--- Stored records ---
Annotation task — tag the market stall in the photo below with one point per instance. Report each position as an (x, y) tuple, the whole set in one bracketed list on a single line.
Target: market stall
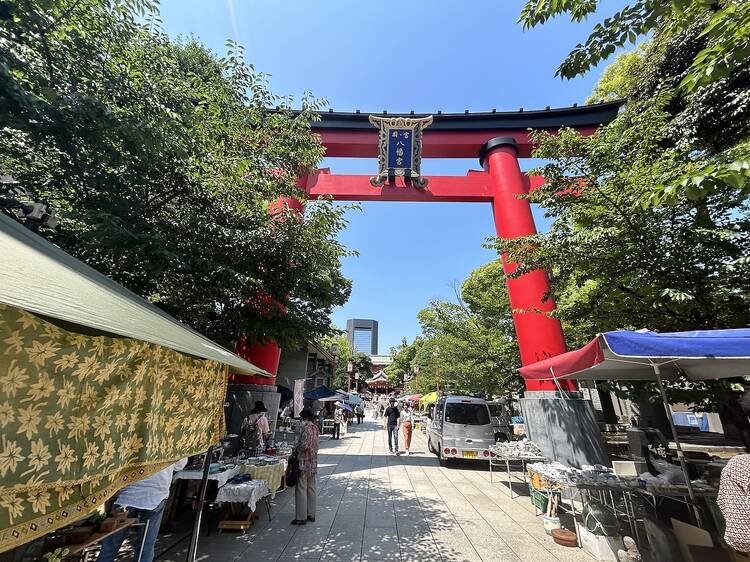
[(650, 356), (514, 452), (103, 389), (645, 355)]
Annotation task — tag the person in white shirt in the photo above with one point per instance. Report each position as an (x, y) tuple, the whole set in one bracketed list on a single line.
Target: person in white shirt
[(407, 425), (144, 500), (338, 419)]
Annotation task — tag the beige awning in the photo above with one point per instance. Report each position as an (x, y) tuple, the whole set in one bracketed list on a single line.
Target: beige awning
[(37, 276)]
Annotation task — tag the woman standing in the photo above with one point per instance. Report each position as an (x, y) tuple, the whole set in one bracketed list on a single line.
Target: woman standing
[(306, 450), (255, 429), (407, 415)]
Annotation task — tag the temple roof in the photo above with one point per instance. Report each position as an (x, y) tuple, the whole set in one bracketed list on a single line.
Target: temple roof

--- Task instructions ---
Without including any picture, repeat the data exactly.

--- The response ---
Annotation task — tag the market stall in the photo below with one point per instance. Report each position as an (x, y) tuple, the whole set in one bracketed list on a single line.
Target: market stall
[(650, 356), (514, 452), (103, 389), (645, 355)]
Annotation task — tag the person in white shirt in the photo above with one point per instance. Report each position as an (x, y) tuple, the whole set in one bracketed list on a single line.
Target: person in white shirt
[(407, 425), (144, 500), (338, 419)]
Annotation task — tag the beige awning in the photo above with one point per instance. Report each position as an (x, y) tuple, the whole set in one bracketed list on a single line.
Target: beige awning
[(37, 276)]
Annotation task — tag the woman standing in the photo above with one point per instance. Report each position as an (x, y) tuple, the whole set in one bracketed list on a single line.
Target: woman standing
[(306, 450), (255, 429), (407, 415)]
Annotation task — tag the temple roof in the photo above with one point per instance. Report each position as an (x, y) tuple, the whole set in one bracketed list on a single line.
Target: temple roof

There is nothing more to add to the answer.